• _本文_:
説明

商品販売データ処理装置およびその制御プログラム

【課題】医薬品の客への受け渡しは専用のカウンタで行い、会計は別のレジで行う体系の店のレジでも使用が可能な薬事法対応の商品販売データ処理装置を提供する。
【解決手段】装置は、商品入力部を介して入力されたデータで特定される商品に割り当てられる当該商品の販売が可能な販売資格を示す商品区分を判別する。そして、判別された商品区分と販売員データ記憶部で記憶する販売員の販売資格とから、当該販売員による当該商品の販売が可能か否かを判断し、可能である場合には当該商品の販売データを処理し、不可能である場合には当該商品の販売データを処理しない。若しくは、判別された商品区分により当該商品の販売資格として所定の資格が必要なときにはオペレータに確認を求め、確認操作がなされたことに応じて当該商品の販売データを処理する。

【発明の詳細な説明】
【技術分野】
【0001】
本発明の実施形態は、一般用医薬品を販売する店舗向けの商品販売データ処理装置およびその制御プログラムに関する。

• _やること_:
- 1) 本文によると、本発明の実施形態はどのような店舗向けの装置とプログラムに関するものか。
- 2) 本文の【解決手段】では、装置が商品の販売データを処理しないのはどのような場合か。その判断の根拠とあわせて説明せよ。
- 3) 本文（商品販売データ処理装置の説明）を、最後の文の後から書き継げ。
この後に続く行は、作業には使わない。

• _提供情報_:
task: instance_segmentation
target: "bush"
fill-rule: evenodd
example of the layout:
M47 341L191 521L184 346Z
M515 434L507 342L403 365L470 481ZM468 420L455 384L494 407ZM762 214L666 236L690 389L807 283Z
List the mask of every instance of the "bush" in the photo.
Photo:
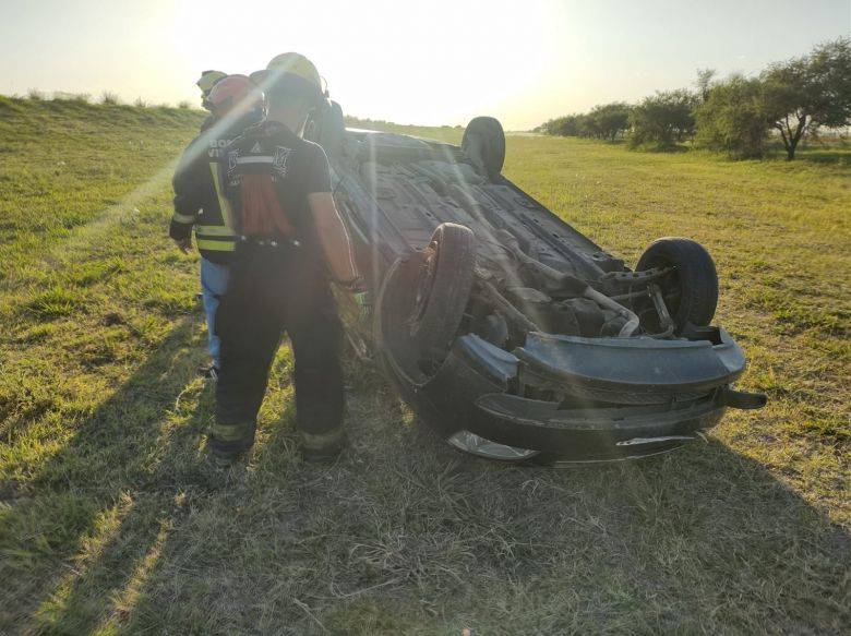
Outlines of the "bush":
M645 97L630 115L630 145L667 147L691 139L694 136L697 100L694 93L684 88Z
M614 141L630 128L632 108L623 101L595 106L586 117L586 129L592 136Z
M53 99L56 101L71 101L72 104L88 104L92 100L92 96L88 93L65 93L57 91L53 93Z
M740 158L765 154L770 121L759 80L733 75L714 84L696 118L697 145Z
M771 64L762 74L771 125L780 132L787 158L819 128L851 123L851 38L817 46L803 58Z

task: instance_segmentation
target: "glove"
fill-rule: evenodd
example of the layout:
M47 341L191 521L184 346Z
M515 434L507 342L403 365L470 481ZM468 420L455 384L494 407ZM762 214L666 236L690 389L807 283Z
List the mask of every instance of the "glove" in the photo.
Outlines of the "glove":
M185 239L175 239L175 244L177 244L181 252L189 254L190 250L192 249L192 238L187 237Z
M356 304L360 308L358 322L365 323L372 316L372 297L365 289L356 291L353 295Z

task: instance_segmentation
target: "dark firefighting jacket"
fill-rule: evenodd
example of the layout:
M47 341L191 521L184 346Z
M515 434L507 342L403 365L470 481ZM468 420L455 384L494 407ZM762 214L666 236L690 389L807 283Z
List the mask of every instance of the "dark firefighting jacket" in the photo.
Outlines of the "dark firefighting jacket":
M219 156L230 139L256 121L251 116L227 130L207 128L189 144L175 170L175 214L168 233L183 240L194 227L201 255L214 263L229 263L236 249L230 209L219 182Z

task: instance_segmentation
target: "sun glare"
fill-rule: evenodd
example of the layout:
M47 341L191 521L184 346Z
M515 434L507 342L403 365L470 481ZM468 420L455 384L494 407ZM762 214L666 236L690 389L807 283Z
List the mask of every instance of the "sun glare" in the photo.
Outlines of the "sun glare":
M268 2L242 13L231 7L182 4L175 13L180 62L172 72L188 85L203 69L248 73L297 50L316 63L350 115L464 124L495 113L508 127L539 118L528 95L546 86L555 3Z

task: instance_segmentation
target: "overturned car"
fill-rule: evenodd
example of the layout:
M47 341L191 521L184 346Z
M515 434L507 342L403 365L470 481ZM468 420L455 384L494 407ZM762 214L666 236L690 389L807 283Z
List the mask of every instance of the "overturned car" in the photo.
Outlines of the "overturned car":
M341 302L375 357L453 446L508 461L582 463L671 451L714 427L742 349L710 326L707 251L650 244L635 269L501 175L505 135L474 119L460 147L346 129L336 103L309 124L375 299Z

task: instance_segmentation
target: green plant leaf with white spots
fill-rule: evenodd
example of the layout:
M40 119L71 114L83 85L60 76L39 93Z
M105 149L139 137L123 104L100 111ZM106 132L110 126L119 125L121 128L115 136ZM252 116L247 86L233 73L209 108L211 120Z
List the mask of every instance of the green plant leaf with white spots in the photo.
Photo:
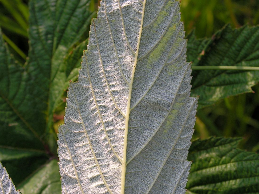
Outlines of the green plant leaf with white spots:
M179 1L103 0L58 134L63 193L184 193L197 99Z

• _出力_:
- 1) 一般用医薬品を販売する店舗向けの商品販売データ処理装置およびその制御プログラムに関するものである。

- 2) 装置は、入力された商品に割り当てられた商品区分と、販売員データ記憶部に記憶された販売員の販売資格とを照らし合わせる。その結果、その販売員はその商品を販売できないと判断した場合に、販売データを処理しない。

- 3)
【背景技術】
【0002】
一般用医薬品は、薬事法36条の3において第1類医薬品,第2類医薬品、第3類医薬品、指定2類医薬品等の各種リスク区分に分類されている。各リスク区分における規定は、販売に対応すべき専門家や情報提供に関して差異がある。すなわち、第1類医薬品は薬剤師でなければ販売することができない。また、第1類医薬品は販売時において文書による情報提供が義務付けられている。これに対し、第2類医薬品、第3類医薬品及び指定2類医薬品については薬剤師に加えて登録販売者も販売することができる。また情報提供が義務付けられておらず、購入者からの相談があった場合に情報提供を行う。
【0003】
そこで、上記のような薬事法に対応したPOS(Point Of Sales)端末等の商品販売データ処理装置として、第1類医薬品については販売員が薬剤師でないと売上登録できないように制限を持たせたものが知られている。
【0004】
ところで、ドラッグストアのように一般用医薬品を販売する店舗では、医薬品の受け渡しと会計を同じカウンタで行う販売形態と、医薬品の客への受け渡しは専用のカウンタで行い、会計は別のレジカウンタで行う販売形態とがある。前者の場合、第1類医薬品を購入する客に対しては、会計の際に薬剤師が医薬品について説明をする。一方、後者の場合は、専用カウンタで薬剤師が説明をすればよく、会計の際に説明をする必要はない。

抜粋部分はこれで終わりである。